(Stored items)
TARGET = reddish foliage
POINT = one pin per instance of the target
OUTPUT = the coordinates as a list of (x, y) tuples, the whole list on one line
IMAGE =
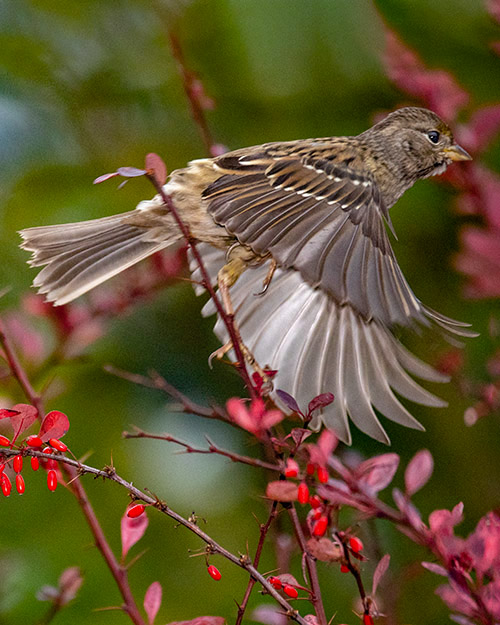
[(152, 601), (132, 530)]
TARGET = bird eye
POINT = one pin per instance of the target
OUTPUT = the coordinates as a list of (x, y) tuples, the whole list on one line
[(433, 136)]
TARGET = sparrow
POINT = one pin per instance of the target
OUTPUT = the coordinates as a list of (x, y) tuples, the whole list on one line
[(309, 220)]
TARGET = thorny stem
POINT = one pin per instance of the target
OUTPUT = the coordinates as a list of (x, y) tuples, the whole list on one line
[(207, 283), (76, 487), (117, 571), (213, 547), (354, 572), (212, 449), (312, 572), (264, 528)]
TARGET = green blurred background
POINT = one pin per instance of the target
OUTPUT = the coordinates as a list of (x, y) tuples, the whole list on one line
[(88, 86)]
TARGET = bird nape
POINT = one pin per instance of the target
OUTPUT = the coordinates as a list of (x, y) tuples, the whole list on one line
[(316, 210)]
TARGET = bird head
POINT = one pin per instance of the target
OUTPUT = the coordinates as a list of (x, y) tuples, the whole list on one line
[(418, 143)]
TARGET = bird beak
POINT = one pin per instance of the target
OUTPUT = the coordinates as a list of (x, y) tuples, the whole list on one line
[(457, 153)]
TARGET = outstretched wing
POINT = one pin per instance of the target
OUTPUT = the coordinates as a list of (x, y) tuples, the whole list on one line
[(315, 214)]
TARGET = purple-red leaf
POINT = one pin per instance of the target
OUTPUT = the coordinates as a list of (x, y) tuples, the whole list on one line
[(320, 401), (202, 620), (25, 417), (104, 177), (152, 601), (6, 413), (281, 490), (55, 425), (132, 530), (377, 473), (435, 568), (130, 172), (157, 166), (380, 571), (289, 401), (418, 471)]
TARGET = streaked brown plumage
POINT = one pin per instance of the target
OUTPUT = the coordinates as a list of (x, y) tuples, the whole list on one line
[(317, 208)]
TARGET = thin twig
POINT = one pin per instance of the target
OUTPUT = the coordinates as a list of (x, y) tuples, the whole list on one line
[(264, 528), (189, 81), (212, 449), (227, 319), (213, 547), (312, 572), (117, 571), (19, 373), (156, 381)]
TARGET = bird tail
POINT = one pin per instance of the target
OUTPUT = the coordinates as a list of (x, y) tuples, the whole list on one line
[(79, 256)]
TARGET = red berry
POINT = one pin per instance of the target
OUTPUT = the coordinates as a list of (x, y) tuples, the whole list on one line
[(303, 493), (52, 480), (320, 526), (355, 544), (292, 468), (17, 464), (290, 591), (136, 511), (214, 572), (19, 483), (59, 445), (5, 484), (322, 475), (34, 441), (276, 582), (315, 502)]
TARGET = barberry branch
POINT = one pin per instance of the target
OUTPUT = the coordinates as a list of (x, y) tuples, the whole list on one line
[(227, 319), (310, 566), (264, 528), (213, 547), (117, 571), (192, 86), (212, 449), (19, 373)]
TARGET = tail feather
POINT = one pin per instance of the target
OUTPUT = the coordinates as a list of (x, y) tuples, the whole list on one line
[(79, 256)]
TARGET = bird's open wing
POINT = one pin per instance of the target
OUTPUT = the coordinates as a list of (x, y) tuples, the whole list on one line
[(315, 214)]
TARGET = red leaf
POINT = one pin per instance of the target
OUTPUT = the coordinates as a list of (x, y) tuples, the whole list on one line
[(27, 415), (289, 401), (155, 163), (55, 425), (130, 172), (104, 177), (320, 401), (435, 568), (132, 530), (5, 413), (281, 490), (380, 571), (377, 473), (202, 620), (152, 601), (418, 471)]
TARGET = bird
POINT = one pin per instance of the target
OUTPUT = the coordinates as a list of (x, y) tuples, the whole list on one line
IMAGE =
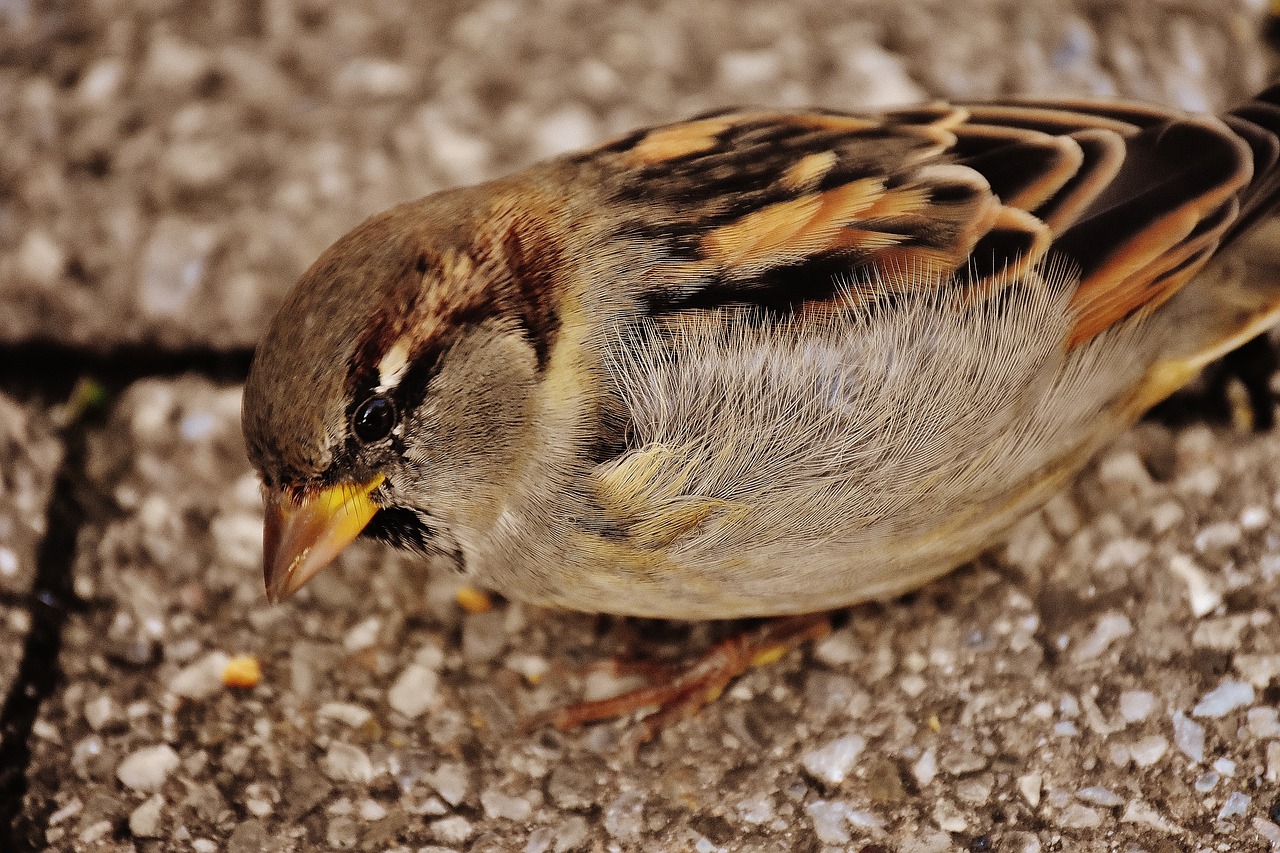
[(755, 364)]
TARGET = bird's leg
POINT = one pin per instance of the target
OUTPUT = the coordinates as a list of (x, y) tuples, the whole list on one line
[(680, 693)]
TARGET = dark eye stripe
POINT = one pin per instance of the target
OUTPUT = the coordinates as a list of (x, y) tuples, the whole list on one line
[(374, 419)]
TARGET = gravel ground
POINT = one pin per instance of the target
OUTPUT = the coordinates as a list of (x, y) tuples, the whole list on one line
[(1107, 682)]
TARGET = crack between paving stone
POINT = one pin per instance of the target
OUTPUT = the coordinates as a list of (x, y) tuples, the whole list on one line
[(39, 674), (45, 373)]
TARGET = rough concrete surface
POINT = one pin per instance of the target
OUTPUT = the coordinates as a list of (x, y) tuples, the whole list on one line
[(1109, 680)]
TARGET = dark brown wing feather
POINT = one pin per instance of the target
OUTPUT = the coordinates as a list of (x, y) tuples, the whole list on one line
[(784, 209)]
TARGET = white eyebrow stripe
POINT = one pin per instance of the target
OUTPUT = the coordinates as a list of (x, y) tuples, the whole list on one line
[(391, 368)]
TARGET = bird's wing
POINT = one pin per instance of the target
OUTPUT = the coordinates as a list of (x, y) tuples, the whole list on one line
[(785, 209)]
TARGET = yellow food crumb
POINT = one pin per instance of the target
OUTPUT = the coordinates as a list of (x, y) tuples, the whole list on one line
[(474, 601), (242, 671)]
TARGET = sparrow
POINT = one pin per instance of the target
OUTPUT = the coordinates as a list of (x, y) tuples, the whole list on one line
[(757, 363)]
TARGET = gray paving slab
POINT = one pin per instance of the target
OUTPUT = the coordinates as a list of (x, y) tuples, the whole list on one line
[(30, 455), (168, 169), (1105, 682)]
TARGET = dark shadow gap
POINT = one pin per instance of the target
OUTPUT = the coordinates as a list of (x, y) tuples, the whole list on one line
[(50, 602), (48, 370)]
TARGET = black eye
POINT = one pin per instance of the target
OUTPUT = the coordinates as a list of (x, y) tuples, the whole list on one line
[(374, 419)]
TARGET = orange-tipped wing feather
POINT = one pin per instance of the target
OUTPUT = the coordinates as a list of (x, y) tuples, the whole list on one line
[(785, 209)]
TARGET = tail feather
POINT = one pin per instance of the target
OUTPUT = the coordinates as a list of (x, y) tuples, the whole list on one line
[(1258, 124)]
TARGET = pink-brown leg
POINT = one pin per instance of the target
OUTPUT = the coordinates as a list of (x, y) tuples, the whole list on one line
[(681, 693)]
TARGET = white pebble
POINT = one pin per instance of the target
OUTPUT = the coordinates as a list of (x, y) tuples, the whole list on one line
[(1188, 737), (40, 259), (568, 128), (145, 820), (362, 635), (174, 265), (103, 711), (452, 830), (1264, 723), (1255, 518), (201, 679), (146, 769), (949, 817), (1124, 471), (415, 690), (828, 821), (1260, 670), (926, 769), (832, 762), (344, 712), (1139, 812), (1098, 796), (1137, 705), (1200, 589), (755, 808), (499, 806), (1217, 537), (1125, 552), (1110, 628), (451, 781), (1235, 806), (346, 762), (1224, 698), (749, 67), (624, 819), (8, 562), (1267, 830), (1077, 816), (371, 810), (1165, 515), (1150, 749), (1029, 785)]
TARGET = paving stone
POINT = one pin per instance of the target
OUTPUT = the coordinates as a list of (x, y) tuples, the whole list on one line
[(30, 454), (1006, 729), (167, 176)]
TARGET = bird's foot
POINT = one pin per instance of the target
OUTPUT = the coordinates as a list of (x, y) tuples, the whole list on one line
[(681, 692)]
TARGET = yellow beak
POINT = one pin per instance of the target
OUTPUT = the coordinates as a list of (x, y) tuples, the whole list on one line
[(302, 537)]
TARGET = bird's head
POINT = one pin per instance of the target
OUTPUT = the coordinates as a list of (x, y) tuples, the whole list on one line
[(394, 391)]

- _TASK OBJECTIVE_:
Please edit all of the material above, replacing "one pin per instance of the target" with "one marker for each instance of the target" everywhere and changing nothing else. Leave the pictures out of your answer.

- _CORRECT RESPONSE_:
TARGET = reddish foliage
POINT = one marker for each instance of the target
OUTPUT = the coordinates as a list of (x, y) tuples, the whole list on one line
IMAGE =
[(152, 601), (132, 530)]
TARGET = bird eye
POINT = one marker for each instance of the target
OUTPUT = the coordinates as a list of (x, y) tuples, the whole list on one line
[(433, 136)]
TARGET = sparrow
POINT = one marker for each instance of the target
OUTPUT = the coordinates as a list of (x, y) tuples, the whole list on one line
[(309, 220)]
TARGET = thorny stem
POINT = one marker for each instance of the target
OUTPUT = the coordinates as a list of (x, y) tuples, the whole list on one line
[(207, 283), (76, 487), (117, 571), (213, 547), (354, 572), (212, 449), (312, 572), (264, 528)]
TARGET = green blurred background
POINT = one marker for each instance of the target
OUTPUT = the coordinates as a list of (x, y) tuples, the whole list on one line
[(88, 86)]
TARGET = bird nape
POINT = one marker for each instance of the target
OUTPUT = the coordinates as a list of (x, y) tuples, the whole list on one line
[(316, 210)]
TARGET = bird head
POINT = one marker for each instance of the target
OUTPUT = the coordinates as a list of (x, y) tuples, the whole list on one line
[(418, 143)]
TARGET = bird beak
POINT = one marker for each instance of the target
OUTPUT = the coordinates as a list of (x, y) tuples, the whole list on one line
[(457, 153)]
TARGET = outstretched wing
POINT = one marker for each instance of the target
OUTPUT = the coordinates as a list of (x, y) tuples, the whole list on one line
[(315, 214)]
TARGET = purple-red leaf
POINT = one marker for each instance of the target
OUTPUT = the coordinates as a list of (x, y) tuples, the whole list on one line
[(320, 401), (202, 620), (25, 417), (104, 177), (152, 601), (6, 413), (281, 490), (55, 425), (132, 530), (377, 473), (435, 568), (130, 172), (157, 166), (380, 571), (289, 401), (418, 471)]
TARGET = streaked brown plumage
POINT = one marker for each instance of the target
OUTPUT = the coordinates as a list of (x, y) tuples, the whole list on one line
[(317, 208)]
TARGET = thin twig
POINT = one marker for each instance of the target
OUTPUT = the coordinates as a list of (x, y) tuples, the whole list on one line
[(264, 528), (189, 81), (212, 449), (227, 319), (213, 547), (312, 572), (117, 571), (19, 373), (156, 381)]
TARGET = bird tail
POINT = one marker for each instance of the target
OUTPUT = the coordinates as a list of (x, y) tuples, the whole list on one line
[(79, 256)]
TARGET = red berry
POINT = one marker for each instance of the target
OUTPUT = the coordinates as a list of (x, y) tuples, the whole list on one line
[(303, 493), (52, 480), (320, 526), (355, 544), (292, 468), (17, 464), (290, 591), (136, 511), (214, 572), (19, 483), (59, 445), (5, 484), (322, 475), (34, 441), (276, 582), (315, 502)]
TARGET = barberry branch
POINT = one marker for each instance of the target
OUTPUT = the coordinates as a list of (x, y) tuples, the whole list on one line
[(227, 319), (310, 566), (264, 528), (213, 547), (117, 571), (192, 86), (212, 449), (19, 373)]
TARGET = tail feather
POINT = one marker for each instance of the target
OUTPUT = the coordinates as a list of (x, y) tuples, the whole list on one line
[(79, 256)]
TARGET = bird's open wing
POINT = one marker for each instance of the target
OUTPUT = the coordinates as a list of (x, y) tuples, the whole list on one line
[(315, 214)]
TARGET = red leaf
POINT = one marker for each instance of the target
OUTPUT = the coordinates as a list of (x, y) tuples, the whole list on one line
[(27, 415), (289, 401), (155, 163), (55, 425), (130, 172), (104, 177), (320, 401), (435, 568), (132, 530), (5, 413), (281, 490), (380, 571), (377, 473), (202, 620), (152, 601), (418, 471)]
TARGET = bird
POINT = one marker for each instance of the target
OUTPUT = the coordinates as a list of (x, y) tuples, the whole list on one line
IMAGE =
[(755, 364)]
TARGET = bird's leg
POINT = one marker for each instance of the target
OUTPUT = the coordinates as a list of (x, y) tuples, the whole list on one line
[(680, 693)]
TARGET = dark eye stripe
POINT = one marker for each instance of the target
OUTPUT = the coordinates as a list of (x, y) tuples, the whole list on one line
[(374, 419)]
TARGET = gravel ground
POINT = one marker for each instance of the target
OUTPUT = the coordinates as a list of (x, y) tuples, the whole list on one line
[(1107, 682)]
TARGET = crack between paving stone
POINT = one marker for each instance of the target
OUTPUT = the coordinates as a list of (x, y) tuples, the whole list on one line
[(39, 674), (45, 373)]
TARGET = rough concrete surface
POINT = one marker for each instance of the target
OUTPUT = the coordinates as a list of (x, y) tuples, the whole list on one line
[(1109, 680)]
TARGET = dark brown wing feather
POINT = one marker for each instance of the target
OUTPUT = the coordinates as a list of (x, y) tuples, the whole list on one line
[(784, 209)]
TARGET = white eyebrow stripe
POINT = one marker for each instance of the target
OUTPUT = the coordinates as a list of (x, y) tuples, the whole list on one line
[(391, 368)]
TARGET = bird's wing
POINT = one marker for each instance of the target
OUTPUT = the coordinates as a list of (x, y) tuples, the whole list on one line
[(785, 209)]
TARGET = yellow food crumb
POINT = one marker for each instance of the target
OUTPUT = the coordinates as a list of (x, y) tuples, the whole list on one line
[(474, 601), (242, 671)]
TARGET = sparrow
POINT = one marker for each instance of the target
OUTPUT = the coordinates as a list of (x, y) tuples, the whole list on one line
[(757, 363)]
TARGET = gray paving slab
POINT = one marker for each instance of the target
OUTPUT = the coordinates as a list of (x, y) tuples, the whole list on one line
[(30, 455), (168, 169), (1105, 682)]
TARGET = dark shadow gap
POINT = one marker for each instance of the target
OUTPUT = the coordinates as a list of (x, y) tuples, the whole list on one line
[(50, 602), (48, 370)]
TARGET = black eye
POINT = one marker for each instance of the target
OUTPUT = the coordinates as a list of (x, y) tuples, the whole list on one line
[(374, 419)]
TARGET = orange-tipped wing feather
POINT = one marker for each instance of the target
OUTPUT = the coordinates as a list of (x, y) tuples, the whole list on one line
[(785, 209)]
TARGET = tail feather
POINT = one marker for each instance of the target
OUTPUT = the coordinates as a list of (x, y) tuples, the whole list on one line
[(1258, 124)]
TARGET = pink-brown leg
POINT = one marker for each instance of the target
OUTPUT = the coordinates as a list of (x, y) tuples, the whole list on one line
[(681, 693)]
TARGET = white pebble
POINT = one marker for each instance of the target
OUTPUT = the coordinates as a list of (x, y) tuples, the whole list on one line
[(1188, 737), (40, 259), (568, 128), (145, 820), (362, 635), (174, 265), (103, 711), (452, 830), (1264, 723), (1255, 518), (201, 679), (146, 769), (949, 817), (1124, 471), (415, 690), (828, 821), (1260, 670), (926, 769), (832, 762), (344, 712), (1139, 812), (1098, 796), (1137, 705), (1200, 589), (755, 808), (499, 806), (1217, 537), (1125, 552), (1110, 628), (451, 781), (1235, 806), (346, 762), (1224, 698), (749, 67), (624, 819), (8, 562), (1267, 830), (1077, 816), (371, 810), (1165, 515), (1150, 749), (1029, 785)]
TARGET = paving stone
POINT = one marker for each instance of the target
OUTPUT = the coordinates as a list of (x, y) tuples, the whole list on one line
[(30, 454), (1006, 729), (167, 176)]
TARGET = bird's foot
POINT = one marker for each instance of the target
OUTPUT = the coordinates as a list of (x, y) tuples, the whole list on one line
[(681, 692)]
TARGET = yellow beak
POINT = one marker for each instance of the target
OUTPUT = the coordinates as a list of (x, y) tuples, the whole list on one line
[(302, 537)]
TARGET = bird's head
POINT = one marker for each instance of the target
OUTPUT = the coordinates as a list of (x, y) tuples, the whole list on one line
[(394, 391)]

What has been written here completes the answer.